Given exercise:
Copy nothing but the text: repeat each entry exactly and drop the images.

══════════════════════════════

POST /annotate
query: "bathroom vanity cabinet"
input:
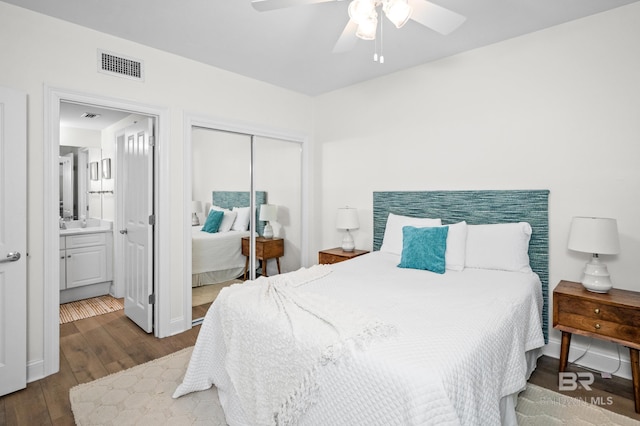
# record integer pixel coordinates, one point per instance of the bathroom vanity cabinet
(86, 265)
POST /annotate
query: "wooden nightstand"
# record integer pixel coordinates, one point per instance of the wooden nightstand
(266, 248)
(336, 255)
(612, 316)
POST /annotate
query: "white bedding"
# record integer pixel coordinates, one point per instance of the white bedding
(460, 348)
(217, 253)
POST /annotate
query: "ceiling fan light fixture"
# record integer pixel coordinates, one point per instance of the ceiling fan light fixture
(397, 11)
(367, 28)
(362, 10)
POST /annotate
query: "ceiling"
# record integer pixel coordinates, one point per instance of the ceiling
(292, 47)
(71, 116)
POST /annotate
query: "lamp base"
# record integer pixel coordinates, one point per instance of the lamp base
(268, 231)
(596, 276)
(347, 242)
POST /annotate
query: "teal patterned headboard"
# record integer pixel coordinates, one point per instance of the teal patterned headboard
(477, 207)
(231, 199)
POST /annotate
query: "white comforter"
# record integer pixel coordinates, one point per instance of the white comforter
(217, 251)
(459, 349)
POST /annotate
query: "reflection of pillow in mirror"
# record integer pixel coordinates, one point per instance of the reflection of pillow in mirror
(242, 220)
(213, 221)
(227, 220)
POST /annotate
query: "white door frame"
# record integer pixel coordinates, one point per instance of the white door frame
(192, 120)
(13, 238)
(51, 289)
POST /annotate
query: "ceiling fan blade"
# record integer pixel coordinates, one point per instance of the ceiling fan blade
(435, 17)
(265, 5)
(347, 40)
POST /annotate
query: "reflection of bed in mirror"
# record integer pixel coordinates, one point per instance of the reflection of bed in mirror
(217, 257)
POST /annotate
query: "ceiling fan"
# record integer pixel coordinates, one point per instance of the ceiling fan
(363, 16)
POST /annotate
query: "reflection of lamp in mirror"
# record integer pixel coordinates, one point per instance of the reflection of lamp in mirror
(106, 168)
(595, 235)
(347, 219)
(268, 213)
(196, 207)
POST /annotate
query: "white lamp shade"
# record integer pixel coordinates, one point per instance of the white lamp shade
(347, 218)
(596, 235)
(268, 212)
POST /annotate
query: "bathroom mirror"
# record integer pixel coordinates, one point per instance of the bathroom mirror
(106, 168)
(80, 182)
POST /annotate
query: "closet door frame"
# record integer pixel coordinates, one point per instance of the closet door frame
(192, 121)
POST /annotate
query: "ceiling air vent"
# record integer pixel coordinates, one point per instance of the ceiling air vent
(110, 63)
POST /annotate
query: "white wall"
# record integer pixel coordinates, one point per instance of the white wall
(558, 109)
(43, 51)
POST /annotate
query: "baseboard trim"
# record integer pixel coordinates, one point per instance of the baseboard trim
(35, 370)
(595, 359)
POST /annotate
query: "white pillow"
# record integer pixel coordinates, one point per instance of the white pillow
(455, 254)
(503, 246)
(227, 220)
(242, 220)
(392, 239)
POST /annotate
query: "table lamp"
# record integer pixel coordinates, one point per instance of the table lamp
(347, 219)
(595, 235)
(268, 212)
(196, 207)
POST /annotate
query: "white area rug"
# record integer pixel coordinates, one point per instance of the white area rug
(142, 396)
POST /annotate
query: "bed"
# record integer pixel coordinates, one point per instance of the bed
(368, 342)
(217, 257)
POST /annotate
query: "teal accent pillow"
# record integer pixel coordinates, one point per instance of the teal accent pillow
(213, 221)
(424, 248)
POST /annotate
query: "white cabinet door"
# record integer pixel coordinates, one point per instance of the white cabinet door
(86, 265)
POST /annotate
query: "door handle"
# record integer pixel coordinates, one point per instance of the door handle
(11, 257)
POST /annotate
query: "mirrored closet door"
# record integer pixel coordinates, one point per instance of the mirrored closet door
(223, 166)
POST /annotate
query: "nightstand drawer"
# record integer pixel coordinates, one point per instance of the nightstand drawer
(600, 327)
(598, 311)
(327, 258)
(336, 255)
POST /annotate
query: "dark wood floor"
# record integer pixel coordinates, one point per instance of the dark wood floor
(98, 346)
(615, 394)
(89, 349)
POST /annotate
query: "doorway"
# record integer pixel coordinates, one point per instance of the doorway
(161, 316)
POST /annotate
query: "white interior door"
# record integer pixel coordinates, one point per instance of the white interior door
(13, 240)
(138, 221)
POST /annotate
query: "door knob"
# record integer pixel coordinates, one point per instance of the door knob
(11, 257)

══════════════════════════════

Complete response:
POST /annotate
query: "bathroom vanity cabinet"
input:
# record integer pixel coordinates, one point per instance of the bathroom vanity cabinet
(86, 265)
POST /annotate
query: "wooden nightstand"
# record integer pixel coordinates, one point per instance of the wooden nightstand
(266, 248)
(336, 255)
(612, 316)
POST /annotate
query: "white bedding"
# record integer pixel coordinates, one point per instance of the white bedding
(460, 348)
(217, 253)
POST /annotate
query: "ceiling fan light fixture"
# record integer pixel coordinates, one point per instance of the ceiling fan light fixture
(397, 11)
(367, 28)
(362, 10)
POST /annotate
query: "ceiling"
# record integer pixel coordinates, one point per instance of the ceiling
(292, 47)
(71, 116)
POST /annotate
query: "lamp base"
# record integer pixel coordinates, one point per instance of the lamp base
(268, 231)
(596, 276)
(347, 242)
POST /annotate
query: "teal patterned headboard"
# record integer pixel coordinates, one point per instance of the teal patterned headboard
(477, 207)
(231, 199)
POST /annotate
query: "white comforter"
# record integer pixel coordinates, one point per instance of the white comforter
(217, 251)
(459, 349)
POST /annotate
query: "reflection of pillow in mirror"
# record integer pixel coordinates, one point per instance of the reflection of pillow in mirror
(242, 220)
(213, 221)
(227, 220)
POST /annotate
query: "white door frame"
# record integer pixel coordinates, one point per instance of the white door frame
(192, 120)
(13, 238)
(51, 289)
POST /annotate
query: "ceiling fan blade"
# record integer pixel coordinates, one point per instance of the ceiling fan blade
(435, 17)
(265, 5)
(347, 40)
POST /annotate
query: "reflection of bed in mirror"
# record integer pixel coordinates, one point per instance of the reflection of bed in mirror
(217, 257)
POST /annotate
query: "ceiling fan"
# record integer pixel coordinates, one point per instance of the ceiling fan
(363, 16)
POST /annotate
query: "reflection of lamp in mirror"
# record integer pixel coordinates, one point per instance of the reflection of lamp in mirror
(106, 168)
(595, 235)
(347, 219)
(268, 213)
(196, 207)
POST /annotate
query: "white lamp shade"
# record integer pixel coordinates, one point per instance of the white lamp shade
(347, 218)
(596, 235)
(268, 212)
POST /annotate
query: "bathroom mirror"
# record integer pixel coordinates, one point per instance of the bathroom mirror
(106, 168)
(80, 182)
POST /annotate
query: "closet door frame"
# record integer pixel coordinates, one point per instance of the closet door frame
(192, 121)
POST /annotate
query: "ceiling air vent"
# record integer pixel coordinates, one point per instance of the ceiling air vent
(110, 63)
POST /annotate
query: "white wall"
# record integer pixel coordinates, one point per instance of the white wall
(558, 109)
(43, 51)
POST /annotate
query: "baseboard trim"
# record integer pixel coordinates, one point per instance of the baseboard trim
(35, 370)
(595, 359)
POST /annotate
query: "white pillow"
# record integer pixel coordinates, one point per instance of the white pillow
(455, 254)
(503, 246)
(227, 220)
(242, 220)
(392, 239)
POST /annotate
query: "table lamp"
# record integer pixel coordinates, one point per instance of the table lamp
(347, 219)
(595, 235)
(268, 212)
(196, 207)
POST /annotate
query: "white area rug"
# record integer pixel coordinates, one point per instance of the white area rug
(142, 396)
POST /annotate
query: "bed"
# record integer pixel coordinates, one point per instance of the bed
(368, 342)
(217, 257)
POST /annotate
query: "teal accent pillow"
# record integer pixel coordinates, one point per instance of the teal accent pillow
(213, 221)
(424, 248)
POST /annotate
query: "white cabinet door"
# record integer pixel coordinates, one point per instance of the white cabinet door
(86, 265)
POST /annotate
query: "door handle"
# record integer pixel coordinates, one point per instance of the door handle
(11, 257)
POST /annotate
query: "mirrored closet door"
# record integer pixel coordinates, one point per instance of the mirrored closet door
(223, 166)
POST /annotate
query: "nightstand drawer"
# record integer pixel coordinates, one point per instance of the nightstand drawer
(600, 327)
(598, 311)
(327, 258)
(336, 255)
POST /annotate
query: "dark wood floor"
# record integer pixel coordinates, one point per instance of the dark wood floor
(98, 346)
(615, 394)
(89, 349)
POST /annotate
query: "doorway"
# record integer pixel coordinates, one point per instance of the doorway
(161, 316)
POST /annotate
query: "white interior door"
# record integer pixel coordinates, one point per instance of the white interior door
(13, 240)
(138, 221)
POST /annotate
query: "door knob"
# record integer pixel coordinates, one point per instance of the door knob
(11, 257)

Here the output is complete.